* _Aufgabe_: Ermittle, in wie vielen Zeilen der folgenden Einträge das Wort „curtain“ vorkommt, wobei Groß- und Kleinschreibung zählt. Gib nur die Zahl an.

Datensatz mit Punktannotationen
########
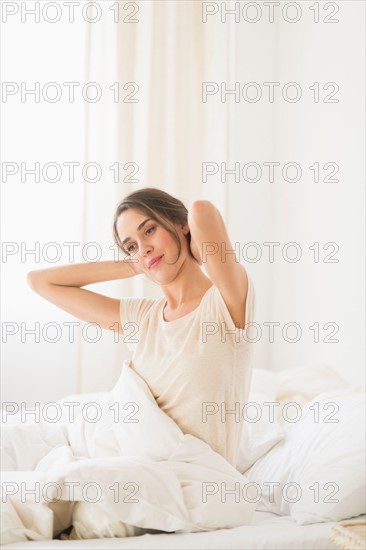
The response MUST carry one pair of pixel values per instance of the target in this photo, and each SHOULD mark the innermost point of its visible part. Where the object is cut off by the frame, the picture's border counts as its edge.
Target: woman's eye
(129, 249)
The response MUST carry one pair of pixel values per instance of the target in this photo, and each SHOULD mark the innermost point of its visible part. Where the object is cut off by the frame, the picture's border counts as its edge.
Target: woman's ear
(185, 229)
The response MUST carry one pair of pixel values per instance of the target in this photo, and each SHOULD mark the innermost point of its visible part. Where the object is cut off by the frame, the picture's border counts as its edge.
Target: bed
(321, 450)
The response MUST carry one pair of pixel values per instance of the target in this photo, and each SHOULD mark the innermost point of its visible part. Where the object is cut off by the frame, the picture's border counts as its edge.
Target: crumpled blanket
(121, 467)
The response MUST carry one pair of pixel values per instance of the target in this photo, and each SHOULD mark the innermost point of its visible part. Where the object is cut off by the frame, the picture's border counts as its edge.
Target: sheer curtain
(154, 127)
(170, 132)
(165, 135)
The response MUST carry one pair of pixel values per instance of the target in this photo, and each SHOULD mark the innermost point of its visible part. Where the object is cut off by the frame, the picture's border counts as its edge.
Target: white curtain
(163, 141)
(171, 132)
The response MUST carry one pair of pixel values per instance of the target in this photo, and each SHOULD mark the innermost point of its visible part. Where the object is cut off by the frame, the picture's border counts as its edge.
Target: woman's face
(145, 239)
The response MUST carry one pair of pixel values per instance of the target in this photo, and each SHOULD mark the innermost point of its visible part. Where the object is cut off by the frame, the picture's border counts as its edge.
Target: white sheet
(166, 480)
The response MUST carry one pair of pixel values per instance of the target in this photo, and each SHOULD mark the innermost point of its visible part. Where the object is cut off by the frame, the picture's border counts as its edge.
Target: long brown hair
(157, 205)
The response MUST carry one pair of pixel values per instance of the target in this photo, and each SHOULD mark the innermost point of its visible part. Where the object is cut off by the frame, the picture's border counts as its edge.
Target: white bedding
(57, 451)
(129, 471)
(268, 532)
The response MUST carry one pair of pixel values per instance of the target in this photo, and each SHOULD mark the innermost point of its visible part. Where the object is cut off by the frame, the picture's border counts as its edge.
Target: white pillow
(261, 431)
(322, 461)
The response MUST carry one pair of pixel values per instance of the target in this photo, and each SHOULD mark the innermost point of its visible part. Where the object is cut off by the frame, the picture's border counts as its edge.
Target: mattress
(268, 531)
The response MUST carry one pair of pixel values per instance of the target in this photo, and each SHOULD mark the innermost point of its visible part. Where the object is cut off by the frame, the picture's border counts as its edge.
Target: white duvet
(122, 467)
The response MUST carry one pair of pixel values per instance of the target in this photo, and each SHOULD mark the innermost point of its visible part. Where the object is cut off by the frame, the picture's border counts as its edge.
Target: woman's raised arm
(62, 286)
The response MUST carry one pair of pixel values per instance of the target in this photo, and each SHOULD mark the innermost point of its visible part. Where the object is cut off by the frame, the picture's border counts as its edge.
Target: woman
(189, 346)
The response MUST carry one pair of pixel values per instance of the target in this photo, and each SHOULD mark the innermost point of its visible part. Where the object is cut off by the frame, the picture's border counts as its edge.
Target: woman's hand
(195, 251)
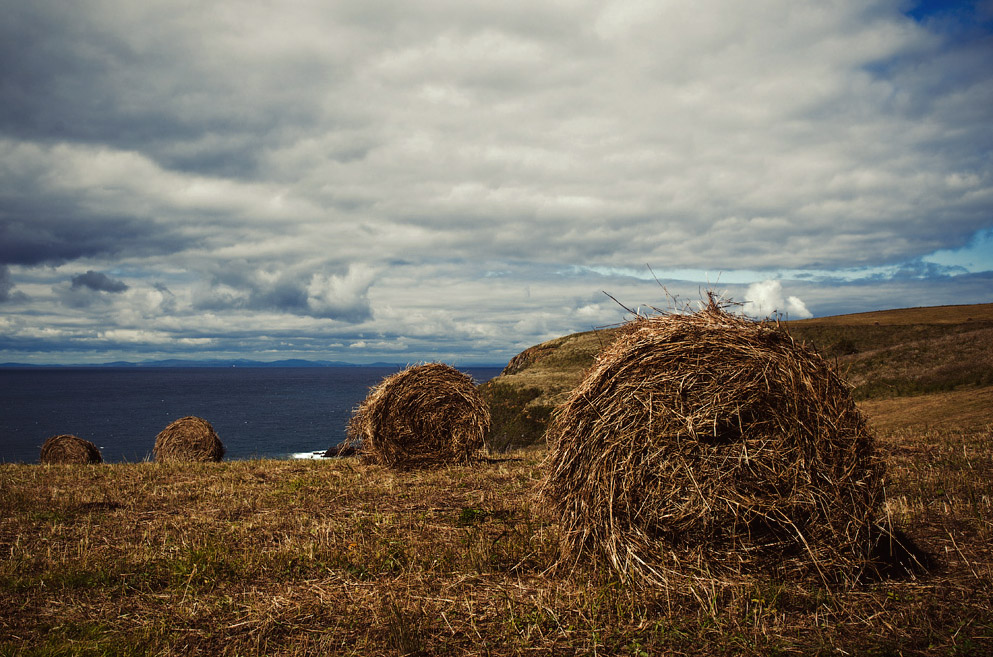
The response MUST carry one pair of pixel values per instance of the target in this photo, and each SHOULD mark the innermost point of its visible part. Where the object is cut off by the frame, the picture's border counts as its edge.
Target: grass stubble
(338, 557)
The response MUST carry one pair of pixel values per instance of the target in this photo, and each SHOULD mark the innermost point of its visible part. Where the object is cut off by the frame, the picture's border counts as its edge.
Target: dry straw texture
(188, 439)
(425, 415)
(69, 449)
(709, 446)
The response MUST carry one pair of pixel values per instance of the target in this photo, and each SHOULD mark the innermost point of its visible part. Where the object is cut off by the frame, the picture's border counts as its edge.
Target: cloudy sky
(369, 180)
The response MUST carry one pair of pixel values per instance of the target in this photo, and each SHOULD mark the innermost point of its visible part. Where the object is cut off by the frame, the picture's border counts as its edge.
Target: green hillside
(883, 355)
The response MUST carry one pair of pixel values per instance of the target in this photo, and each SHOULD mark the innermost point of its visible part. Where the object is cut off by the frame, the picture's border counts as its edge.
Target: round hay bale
(424, 415)
(68, 448)
(708, 445)
(189, 439)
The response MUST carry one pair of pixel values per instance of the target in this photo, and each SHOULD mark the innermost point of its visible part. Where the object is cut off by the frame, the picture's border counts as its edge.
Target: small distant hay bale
(68, 448)
(188, 439)
(706, 446)
(427, 414)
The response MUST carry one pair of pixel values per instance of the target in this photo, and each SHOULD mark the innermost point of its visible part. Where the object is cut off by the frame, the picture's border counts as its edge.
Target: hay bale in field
(190, 439)
(709, 445)
(424, 415)
(68, 448)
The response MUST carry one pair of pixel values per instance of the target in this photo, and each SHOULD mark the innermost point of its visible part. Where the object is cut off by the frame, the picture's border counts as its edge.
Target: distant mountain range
(241, 362)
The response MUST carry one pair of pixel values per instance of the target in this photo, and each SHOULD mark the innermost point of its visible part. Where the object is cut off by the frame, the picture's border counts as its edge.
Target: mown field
(338, 557)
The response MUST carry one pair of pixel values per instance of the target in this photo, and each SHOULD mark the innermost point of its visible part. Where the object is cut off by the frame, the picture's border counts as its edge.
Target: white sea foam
(308, 455)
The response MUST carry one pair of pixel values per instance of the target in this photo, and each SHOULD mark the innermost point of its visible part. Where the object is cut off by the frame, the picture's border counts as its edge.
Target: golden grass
(337, 557)
(707, 445)
(969, 410)
(955, 314)
(427, 414)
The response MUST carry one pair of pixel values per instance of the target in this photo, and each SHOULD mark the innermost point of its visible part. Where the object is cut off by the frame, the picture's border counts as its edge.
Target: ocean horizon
(258, 412)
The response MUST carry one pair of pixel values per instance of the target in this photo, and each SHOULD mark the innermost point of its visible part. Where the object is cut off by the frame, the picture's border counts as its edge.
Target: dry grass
(338, 557)
(969, 410)
(427, 414)
(955, 314)
(189, 439)
(707, 446)
(67, 448)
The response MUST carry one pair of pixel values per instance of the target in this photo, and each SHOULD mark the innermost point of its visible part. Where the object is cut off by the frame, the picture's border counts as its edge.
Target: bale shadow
(895, 555)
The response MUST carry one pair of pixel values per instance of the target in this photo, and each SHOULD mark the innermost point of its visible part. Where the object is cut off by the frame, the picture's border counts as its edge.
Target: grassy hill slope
(883, 355)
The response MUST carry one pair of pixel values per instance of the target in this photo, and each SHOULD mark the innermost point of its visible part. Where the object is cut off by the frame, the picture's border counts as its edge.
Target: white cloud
(348, 172)
(766, 299)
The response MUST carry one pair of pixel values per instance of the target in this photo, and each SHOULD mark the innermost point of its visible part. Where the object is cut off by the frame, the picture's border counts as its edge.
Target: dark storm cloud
(98, 282)
(342, 176)
(85, 72)
(6, 285)
(35, 237)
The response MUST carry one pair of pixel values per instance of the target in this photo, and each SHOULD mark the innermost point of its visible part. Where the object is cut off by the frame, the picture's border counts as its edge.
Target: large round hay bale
(190, 439)
(427, 414)
(709, 445)
(68, 448)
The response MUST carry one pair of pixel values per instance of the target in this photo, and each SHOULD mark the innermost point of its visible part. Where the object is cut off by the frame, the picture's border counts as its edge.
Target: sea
(262, 412)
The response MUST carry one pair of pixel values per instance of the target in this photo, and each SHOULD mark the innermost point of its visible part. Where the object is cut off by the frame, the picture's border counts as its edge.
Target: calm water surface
(257, 412)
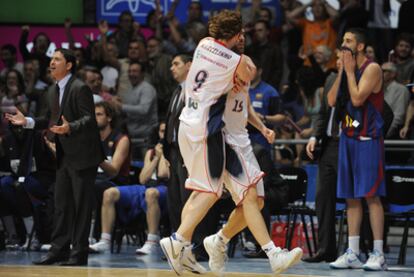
########
* _Antwort_: 2